Cada vez que un sector laboral anuncia un paro o una manifestación pública, el ciudadano de a pie es el más perjudicado, el que más padece por su posición en desventaja. El reclamo de los transportistas no es la excepción, sino una seria amenaza contra la población, como impedir que ingresen los alimentos a Lima o bloquear las carreteras.
Entre tantas quejas de los transportistas, llama la atención el hecho de ponerse en el plan de víctimas: el combustible está caro y los peajes están altos; y de vanagloria: haber trabajado en pandemia llevando alimentos a la población. A conveniencia, olvidan que hubo exoneración de pagos del sector durante el inicio del confinamiento social.
A diferencia de los transportistas de mercadería, millones de peruanos perdieron sus empleos por la suspensión de labores, mientras otros fueron enviados a sus casas hasta nuevo aviso. La pandemia llovió más fuerte para muchos; pero otros, como el sector que ahora se queja, siguió trabajando, cobrando y llenando sus arcas.

•••••

__TAREAS__:
1: Transcribe el tramo del texto sobre el reclamo de los transportistas que va desde "Cada vez que" hasta "bloquear las carreteras.".
2: Continúa el texto sobre el reclamo de los transportistas a partir de su última oración.

__DATOS PARA REVISAR__:
•••••

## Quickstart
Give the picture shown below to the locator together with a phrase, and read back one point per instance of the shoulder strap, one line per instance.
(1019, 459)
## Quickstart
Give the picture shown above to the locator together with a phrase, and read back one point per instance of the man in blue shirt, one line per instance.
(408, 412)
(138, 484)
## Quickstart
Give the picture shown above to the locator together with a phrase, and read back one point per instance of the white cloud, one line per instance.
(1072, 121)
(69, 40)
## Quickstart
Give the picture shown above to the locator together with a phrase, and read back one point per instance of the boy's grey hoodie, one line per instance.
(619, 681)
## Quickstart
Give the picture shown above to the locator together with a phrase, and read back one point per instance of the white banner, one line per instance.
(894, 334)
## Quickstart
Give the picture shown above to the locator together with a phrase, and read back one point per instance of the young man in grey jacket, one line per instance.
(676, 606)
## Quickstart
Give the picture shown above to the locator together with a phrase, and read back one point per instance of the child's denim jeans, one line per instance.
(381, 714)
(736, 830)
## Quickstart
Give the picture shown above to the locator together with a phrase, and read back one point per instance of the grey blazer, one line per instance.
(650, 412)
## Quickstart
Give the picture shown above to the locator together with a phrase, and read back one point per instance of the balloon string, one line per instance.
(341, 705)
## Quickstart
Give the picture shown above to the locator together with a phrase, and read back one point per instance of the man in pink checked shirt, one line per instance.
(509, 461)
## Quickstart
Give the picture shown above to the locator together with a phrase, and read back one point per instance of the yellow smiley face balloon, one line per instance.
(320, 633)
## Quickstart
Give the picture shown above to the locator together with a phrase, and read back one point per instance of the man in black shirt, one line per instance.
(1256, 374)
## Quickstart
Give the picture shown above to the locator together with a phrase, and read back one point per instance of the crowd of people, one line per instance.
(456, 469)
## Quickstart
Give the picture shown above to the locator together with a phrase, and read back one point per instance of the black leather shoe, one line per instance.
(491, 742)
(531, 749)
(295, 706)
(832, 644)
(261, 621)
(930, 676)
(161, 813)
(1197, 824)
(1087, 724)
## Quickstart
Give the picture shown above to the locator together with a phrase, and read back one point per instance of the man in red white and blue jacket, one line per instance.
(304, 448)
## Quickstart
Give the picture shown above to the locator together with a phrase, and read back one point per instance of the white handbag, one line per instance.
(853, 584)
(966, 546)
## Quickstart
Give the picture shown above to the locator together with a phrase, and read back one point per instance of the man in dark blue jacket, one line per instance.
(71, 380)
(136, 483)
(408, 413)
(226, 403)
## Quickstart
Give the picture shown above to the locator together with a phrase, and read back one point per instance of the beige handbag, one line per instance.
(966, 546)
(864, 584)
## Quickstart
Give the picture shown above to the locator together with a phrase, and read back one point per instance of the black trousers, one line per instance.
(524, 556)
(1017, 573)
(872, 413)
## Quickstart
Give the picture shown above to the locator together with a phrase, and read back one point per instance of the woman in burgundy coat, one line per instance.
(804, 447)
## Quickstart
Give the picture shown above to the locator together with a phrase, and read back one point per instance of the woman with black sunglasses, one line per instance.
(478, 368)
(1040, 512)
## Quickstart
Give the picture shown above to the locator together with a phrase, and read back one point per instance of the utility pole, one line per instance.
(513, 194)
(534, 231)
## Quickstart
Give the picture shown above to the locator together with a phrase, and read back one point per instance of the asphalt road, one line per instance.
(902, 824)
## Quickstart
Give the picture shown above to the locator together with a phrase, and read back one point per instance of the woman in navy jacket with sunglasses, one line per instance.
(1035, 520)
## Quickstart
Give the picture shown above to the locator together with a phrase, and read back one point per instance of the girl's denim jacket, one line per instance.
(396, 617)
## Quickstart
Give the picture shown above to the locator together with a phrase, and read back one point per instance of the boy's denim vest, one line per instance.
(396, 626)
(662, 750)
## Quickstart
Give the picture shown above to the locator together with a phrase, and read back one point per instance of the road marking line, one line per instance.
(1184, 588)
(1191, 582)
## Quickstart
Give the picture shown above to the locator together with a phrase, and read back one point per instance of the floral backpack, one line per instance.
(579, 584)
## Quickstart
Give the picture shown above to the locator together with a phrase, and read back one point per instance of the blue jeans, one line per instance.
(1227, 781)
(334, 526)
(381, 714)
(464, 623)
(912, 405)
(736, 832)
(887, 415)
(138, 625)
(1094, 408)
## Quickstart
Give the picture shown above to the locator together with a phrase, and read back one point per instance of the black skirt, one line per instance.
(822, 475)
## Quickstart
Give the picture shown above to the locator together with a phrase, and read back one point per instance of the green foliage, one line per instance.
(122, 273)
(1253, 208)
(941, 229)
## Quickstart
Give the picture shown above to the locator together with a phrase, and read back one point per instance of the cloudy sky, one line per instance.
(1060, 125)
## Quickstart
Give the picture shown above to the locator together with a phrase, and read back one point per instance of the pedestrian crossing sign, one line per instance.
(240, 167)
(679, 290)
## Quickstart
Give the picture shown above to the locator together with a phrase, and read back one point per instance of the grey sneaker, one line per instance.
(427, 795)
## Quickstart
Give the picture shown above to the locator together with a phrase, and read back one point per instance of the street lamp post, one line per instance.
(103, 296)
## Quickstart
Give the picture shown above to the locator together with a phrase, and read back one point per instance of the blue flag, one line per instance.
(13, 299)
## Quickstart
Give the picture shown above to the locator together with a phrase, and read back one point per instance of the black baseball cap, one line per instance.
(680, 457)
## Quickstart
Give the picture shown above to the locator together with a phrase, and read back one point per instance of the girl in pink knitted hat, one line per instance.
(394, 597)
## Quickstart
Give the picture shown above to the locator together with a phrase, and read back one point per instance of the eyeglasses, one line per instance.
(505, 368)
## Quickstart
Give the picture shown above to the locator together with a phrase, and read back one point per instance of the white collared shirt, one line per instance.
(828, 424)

•••••

__RESPUESTAS POR TAREA__:
1:
Cada vez que un sector laboral anuncia un paro o una manifestación pública, el ciudadano de a pie es el más perjudicado, el que más padece por su posición en desventaja. El reclamo de los transportistas no es la excepción, sino una seria amenaza contra la población, como impedir que ingresen los alimentos a Lima o bloquear las carreteras.

2:
Entiendo la afectación al transporte del servicio público, que estuvo impedido de circular durante los primeros meses de la pandemia y luego lo hizo con severas restricciones que afectaron sus inversiones. Pero, en un mercado libre, peor resultaron los usuarios que tuvieron que invertir en exámenes médicos para poder viajar.
Como verán, los ciudadanos siempre serán los más perjudicados. Por tal motivo, me parece un acto extremista de parte de los transportistas el amenazar a la población con el único objetivo de presionar al Ejecutivo a ceder a sus reclamos. No es lo justo, aún cuando es un derecho constitucional, ahora malintencionado.